● **PASSAGE GIVEN**
These hearing procedures may be repeated, if the school district believes that returning the child to the original placement is substantially likely to result in injury to the child or to others.

Whenever a parent or a school district files a due process complaint to request such a hearing, a hearing must be held that meets the requirements described under the headings Due Process Complaint Procedures, Hearings on Due Process Complaints, and Appeal of decisions; impartial review except as follows:

  1. The school district must arrange for an expedited due process hearing, which must occur within 20 school days of the date the hearing is requested and must result in a determination within 10 school days after the hearing.
  2. Unless the parents and the school district agree in writing to waive the meeting, or agree to use mediation, a resolution meeting must occur within seven calendar days of receiving notice of the due process complaint. The hearing may proceed unless the matter has been resolved to the satisfaction of both parties within 15 calendar days of receipt of the due process complaint.

A party may appeal the decision in an expedited due process hearing in the same way as they may for decisions in other due process hearings (see Appeals, above).

● **INFORMATION PROVIDED**
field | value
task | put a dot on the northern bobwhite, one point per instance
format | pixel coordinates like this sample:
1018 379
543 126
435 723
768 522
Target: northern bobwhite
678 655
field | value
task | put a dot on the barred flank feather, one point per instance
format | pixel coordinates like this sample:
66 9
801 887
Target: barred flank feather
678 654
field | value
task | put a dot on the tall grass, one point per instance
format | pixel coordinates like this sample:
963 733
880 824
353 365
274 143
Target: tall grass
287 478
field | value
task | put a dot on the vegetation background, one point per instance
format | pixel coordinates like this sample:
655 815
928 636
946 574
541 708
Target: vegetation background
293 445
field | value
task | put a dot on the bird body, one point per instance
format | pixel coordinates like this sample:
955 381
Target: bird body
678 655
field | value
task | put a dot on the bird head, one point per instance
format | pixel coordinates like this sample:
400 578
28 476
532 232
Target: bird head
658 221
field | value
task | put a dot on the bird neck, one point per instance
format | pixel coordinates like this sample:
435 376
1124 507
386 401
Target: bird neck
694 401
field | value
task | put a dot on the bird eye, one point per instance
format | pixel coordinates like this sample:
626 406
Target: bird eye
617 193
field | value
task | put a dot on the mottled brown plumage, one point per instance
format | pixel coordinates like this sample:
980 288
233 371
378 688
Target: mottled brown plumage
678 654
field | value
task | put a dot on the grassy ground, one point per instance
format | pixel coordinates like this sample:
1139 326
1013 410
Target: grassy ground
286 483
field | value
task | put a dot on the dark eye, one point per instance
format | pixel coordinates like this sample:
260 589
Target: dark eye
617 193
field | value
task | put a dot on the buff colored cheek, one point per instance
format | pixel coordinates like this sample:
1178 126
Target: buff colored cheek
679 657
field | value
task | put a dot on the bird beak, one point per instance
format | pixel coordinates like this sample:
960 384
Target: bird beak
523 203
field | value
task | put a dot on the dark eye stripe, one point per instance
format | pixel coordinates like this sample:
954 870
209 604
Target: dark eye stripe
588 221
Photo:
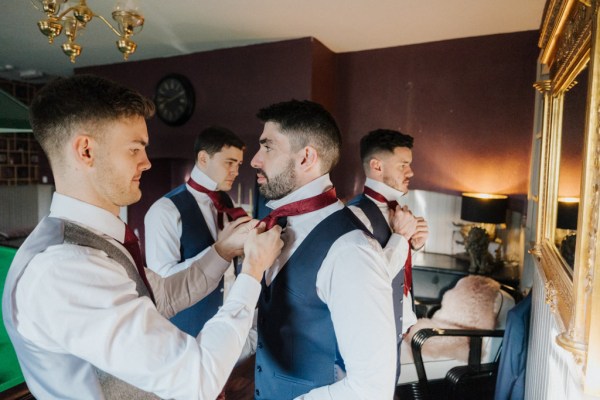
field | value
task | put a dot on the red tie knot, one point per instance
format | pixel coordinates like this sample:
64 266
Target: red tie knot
380 198
301 207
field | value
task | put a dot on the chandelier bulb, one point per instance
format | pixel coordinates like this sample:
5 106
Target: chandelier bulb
126 14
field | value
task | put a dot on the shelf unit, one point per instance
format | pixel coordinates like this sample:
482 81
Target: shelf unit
19 159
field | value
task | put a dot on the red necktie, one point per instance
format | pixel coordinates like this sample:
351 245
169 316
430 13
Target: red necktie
408 272
133 247
379 197
217 199
408 264
301 207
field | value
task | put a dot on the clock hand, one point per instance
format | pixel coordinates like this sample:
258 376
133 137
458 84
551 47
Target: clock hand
170 99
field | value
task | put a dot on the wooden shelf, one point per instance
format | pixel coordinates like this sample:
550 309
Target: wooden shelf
19 159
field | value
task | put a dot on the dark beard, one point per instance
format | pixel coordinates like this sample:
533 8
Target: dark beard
280 185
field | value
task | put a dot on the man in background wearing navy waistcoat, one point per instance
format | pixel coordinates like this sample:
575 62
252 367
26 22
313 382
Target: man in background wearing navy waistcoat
386 157
182 225
86 318
325 315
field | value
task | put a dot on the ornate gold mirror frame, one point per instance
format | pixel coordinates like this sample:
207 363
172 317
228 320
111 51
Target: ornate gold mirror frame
569 42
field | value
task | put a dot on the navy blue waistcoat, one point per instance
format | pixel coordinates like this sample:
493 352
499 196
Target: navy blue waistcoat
195 237
382 232
297 348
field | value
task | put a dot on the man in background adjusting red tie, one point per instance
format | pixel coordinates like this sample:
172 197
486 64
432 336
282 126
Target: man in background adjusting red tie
325 316
386 157
73 311
182 225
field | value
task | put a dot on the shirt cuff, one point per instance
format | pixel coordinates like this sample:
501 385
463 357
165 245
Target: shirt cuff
212 264
245 290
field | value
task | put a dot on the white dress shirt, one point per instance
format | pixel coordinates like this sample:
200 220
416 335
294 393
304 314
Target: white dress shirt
397 248
74 308
163 232
355 283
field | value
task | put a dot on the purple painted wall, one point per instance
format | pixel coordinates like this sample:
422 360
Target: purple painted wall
468 103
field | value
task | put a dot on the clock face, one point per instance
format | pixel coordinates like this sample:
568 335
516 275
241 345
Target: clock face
174 99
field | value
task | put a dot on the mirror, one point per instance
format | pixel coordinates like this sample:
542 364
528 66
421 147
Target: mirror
570 164
567 162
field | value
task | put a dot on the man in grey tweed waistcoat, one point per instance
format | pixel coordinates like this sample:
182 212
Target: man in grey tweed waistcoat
85 317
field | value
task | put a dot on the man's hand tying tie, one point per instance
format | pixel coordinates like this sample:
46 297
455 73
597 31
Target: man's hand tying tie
230 241
261 249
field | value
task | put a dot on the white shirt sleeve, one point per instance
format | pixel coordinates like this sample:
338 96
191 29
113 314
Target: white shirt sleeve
105 323
162 227
355 285
185 288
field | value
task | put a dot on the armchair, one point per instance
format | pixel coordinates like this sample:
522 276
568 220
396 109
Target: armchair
458 343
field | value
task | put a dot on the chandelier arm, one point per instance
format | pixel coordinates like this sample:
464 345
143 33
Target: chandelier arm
62 15
35 5
108 24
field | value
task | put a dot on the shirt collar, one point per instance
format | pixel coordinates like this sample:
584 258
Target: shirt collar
91 216
311 189
203 179
387 191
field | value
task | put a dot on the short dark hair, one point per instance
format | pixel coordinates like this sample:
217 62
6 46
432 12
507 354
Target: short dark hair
214 138
65 103
382 140
307 123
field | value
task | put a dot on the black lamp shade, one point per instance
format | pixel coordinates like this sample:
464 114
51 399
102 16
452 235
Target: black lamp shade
484 208
566 215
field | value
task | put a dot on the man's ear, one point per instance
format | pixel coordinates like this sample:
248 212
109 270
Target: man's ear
202 158
310 157
376 166
83 148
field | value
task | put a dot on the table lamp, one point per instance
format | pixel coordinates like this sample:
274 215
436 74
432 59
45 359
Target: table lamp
566 215
486 211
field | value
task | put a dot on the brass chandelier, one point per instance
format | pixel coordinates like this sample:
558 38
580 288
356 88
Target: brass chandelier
76 14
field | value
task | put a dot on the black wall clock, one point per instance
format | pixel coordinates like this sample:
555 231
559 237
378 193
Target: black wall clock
174 99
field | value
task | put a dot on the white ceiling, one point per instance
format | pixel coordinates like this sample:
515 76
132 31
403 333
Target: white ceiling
175 27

● **YOUR OBJECTIVE**
Resume the passage on expedited due process hearings, writing on from its final sentence.

● **TASK OUTPUT**
Placement During Appeals | 34 CFR section 300.533; 8 NYCRR section 201.10

When, as described above, the parent or school district has filed a due process complaint related to disciplinary matters, the child must (unless the parent and NYSED or school district agree otherwise) remain in IAES pending the decision of the IHO, or until the expiration of the time period of removal as provided for and described under the heading Authority of School Personnel, whichever occurs first.

Protections for Children Not Yet Eligible for Special Education and Related Services | 34 CFR section 300.534; 8 NYCRR section 201.5

General

If a child has not been determined eligible for special education and related services and violates a code of student conduct, but the school district had knowledge (as determined below) before the behavior that brought about the disciplinary action occurred, that the child was a child with a disability, then the child may assert any of the protections described in this notice.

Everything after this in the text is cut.